# Instruction
Print every item below word for word, without changing anything.

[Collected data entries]
========================================

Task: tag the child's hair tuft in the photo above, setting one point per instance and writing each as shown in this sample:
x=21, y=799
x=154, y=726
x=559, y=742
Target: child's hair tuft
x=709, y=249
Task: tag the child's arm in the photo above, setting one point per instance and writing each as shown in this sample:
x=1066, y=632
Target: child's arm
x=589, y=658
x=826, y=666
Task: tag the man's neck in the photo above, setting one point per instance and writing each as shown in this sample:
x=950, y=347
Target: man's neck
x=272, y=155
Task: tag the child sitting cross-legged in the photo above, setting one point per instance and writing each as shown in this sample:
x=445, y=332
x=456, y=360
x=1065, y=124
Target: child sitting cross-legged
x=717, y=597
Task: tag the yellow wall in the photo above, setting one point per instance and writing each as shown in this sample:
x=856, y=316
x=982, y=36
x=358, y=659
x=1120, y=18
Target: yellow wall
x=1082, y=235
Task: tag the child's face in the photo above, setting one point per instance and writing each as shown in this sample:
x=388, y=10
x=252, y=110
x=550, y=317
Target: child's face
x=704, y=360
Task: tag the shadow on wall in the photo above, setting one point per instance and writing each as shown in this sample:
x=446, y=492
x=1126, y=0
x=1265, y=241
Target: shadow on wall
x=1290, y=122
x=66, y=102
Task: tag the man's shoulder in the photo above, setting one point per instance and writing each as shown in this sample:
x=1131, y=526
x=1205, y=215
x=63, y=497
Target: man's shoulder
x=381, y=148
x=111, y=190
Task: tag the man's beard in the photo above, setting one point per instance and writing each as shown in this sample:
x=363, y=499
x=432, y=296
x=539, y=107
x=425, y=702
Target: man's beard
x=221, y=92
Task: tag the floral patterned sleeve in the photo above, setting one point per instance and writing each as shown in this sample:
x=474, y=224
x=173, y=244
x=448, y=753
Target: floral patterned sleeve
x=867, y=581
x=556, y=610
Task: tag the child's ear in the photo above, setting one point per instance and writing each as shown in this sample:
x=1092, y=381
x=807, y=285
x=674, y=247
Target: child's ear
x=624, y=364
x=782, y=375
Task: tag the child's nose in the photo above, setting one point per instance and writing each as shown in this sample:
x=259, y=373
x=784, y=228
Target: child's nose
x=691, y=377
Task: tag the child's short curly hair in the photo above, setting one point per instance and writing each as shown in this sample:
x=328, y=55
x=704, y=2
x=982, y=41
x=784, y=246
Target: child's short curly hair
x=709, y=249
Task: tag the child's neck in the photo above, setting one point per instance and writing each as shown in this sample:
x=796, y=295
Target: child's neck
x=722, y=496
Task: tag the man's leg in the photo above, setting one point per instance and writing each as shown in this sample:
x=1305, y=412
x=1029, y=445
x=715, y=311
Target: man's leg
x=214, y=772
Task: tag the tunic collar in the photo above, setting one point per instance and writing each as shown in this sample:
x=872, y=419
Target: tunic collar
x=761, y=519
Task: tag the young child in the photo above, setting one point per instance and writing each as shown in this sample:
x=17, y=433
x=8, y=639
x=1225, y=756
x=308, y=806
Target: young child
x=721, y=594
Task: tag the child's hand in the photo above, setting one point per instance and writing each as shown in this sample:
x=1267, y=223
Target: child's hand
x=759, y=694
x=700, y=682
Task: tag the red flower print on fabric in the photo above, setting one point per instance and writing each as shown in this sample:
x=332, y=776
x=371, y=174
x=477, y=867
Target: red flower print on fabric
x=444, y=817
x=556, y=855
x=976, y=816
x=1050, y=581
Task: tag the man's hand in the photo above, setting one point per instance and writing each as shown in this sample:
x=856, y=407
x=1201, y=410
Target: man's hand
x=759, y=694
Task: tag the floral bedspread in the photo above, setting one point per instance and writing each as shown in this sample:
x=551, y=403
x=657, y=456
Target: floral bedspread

========================================

# The output
Task: tag the child's hair tuft in the photo above, setting one point per instance and writing each as shown in this sample:
x=21, y=799
x=154, y=726
x=559, y=742
Target: child's hair tuft
x=709, y=249
Task: tag the child's arm in the photo above, setting one point per instance and writing each as shown in this sample:
x=1066, y=632
Target: child's arm
x=589, y=658
x=826, y=666
Task: tag the man's neck in the photo above, setting one point per instance and writing each as shown in this sample:
x=950, y=347
Target: man's neck
x=272, y=155
Task: tag the child sitting cross-legged in the photo above, setting one point per instance and writing each as shown in this sample:
x=445, y=332
x=456, y=360
x=1065, y=124
Target: child sitting cross-legged
x=717, y=597
Task: tag the yellow wall in the photo above, setting one point per instance and writing each as shown in this sample:
x=856, y=316
x=982, y=36
x=358, y=659
x=1120, y=18
Target: yellow wall
x=1082, y=235
Task: tag the child's face in the photo above, setting one point per instance and writing each as shown in this sample:
x=388, y=10
x=252, y=110
x=550, y=317
Target: child's face
x=704, y=360
Task: tag the shadow on wall in the photo above, setting one point per instance and writing each as shown in this sample:
x=446, y=492
x=1126, y=0
x=1265, y=241
Target: shadow on wall
x=1290, y=122
x=66, y=102
Task: tag the man's shoulder in the photo above, setting one point per instance and writing each as shown in this sample:
x=1131, y=526
x=1205, y=215
x=63, y=497
Target: man's shoulder
x=381, y=148
x=111, y=190
Task: tag the man's beard in the photo above, setting one point per instance and writing each as shown in this sample:
x=363, y=499
x=432, y=296
x=539, y=107
x=425, y=702
Target: man's beard
x=221, y=92
Task: tag the floral patterned sleeve in the photo above, setting one point per instance and writing each as shown in this sample:
x=474, y=224
x=173, y=244
x=448, y=753
Target: floral patterned sleeve
x=867, y=581
x=556, y=610
Task: tag the child's ear in the photo above, setting one point per instance and writing each as shown in this sample:
x=1092, y=381
x=807, y=285
x=674, y=247
Target: child's ear
x=624, y=364
x=782, y=375
Task: tag the child's nose in the photo above, setting one point per instance and writing each as shown in this sample:
x=259, y=373
x=784, y=228
Target: child's nose
x=691, y=377
Task: tag the child's short curly hair in the photo above, setting one point per instance and writing each as shown in this sample:
x=328, y=55
x=704, y=2
x=982, y=41
x=784, y=246
Target: child's short curly hair
x=709, y=249
Task: tag the child's neck in the photo above, setting one point per instance and writing each as shown in this sample:
x=796, y=295
Target: child's neck
x=722, y=496
Task: tag the man's leg in the photo above, setting one point per instance and writing each as shown in this sample:
x=1305, y=412
x=1029, y=445
x=715, y=311
Target: man's leg
x=214, y=772
Task: tag the tunic collar in the photo above, setting one point per instance and writing each as shown in this sample:
x=872, y=419
Target: tunic collar
x=761, y=519
Task: tag the young child in the photo above, setting one point per instance and writing each as shown in this sample:
x=17, y=433
x=8, y=639
x=1225, y=756
x=308, y=806
Target: young child
x=721, y=594
Task: tag the child's hand in the photo above, setting one point per instance and writing each as shown in this sample:
x=1267, y=223
Target: child's hand
x=759, y=694
x=700, y=682
Task: tag the red flower print on fabric in the photo above, setting one point per instance and writing each as shown in this sample:
x=332, y=776
x=371, y=174
x=477, y=867
Target: red flower print on fabric
x=444, y=817
x=556, y=855
x=976, y=816
x=1050, y=581
Task: tag the man's hand in the photo above, setting one point per instance and writing each as shown in this sample:
x=856, y=407
x=1201, y=410
Target: man's hand
x=759, y=694
Task: tag the floral bedspread in the photo above, setting one point per instance and writing each as shown in this sample:
x=551, y=403
x=657, y=456
Target: floral bedspread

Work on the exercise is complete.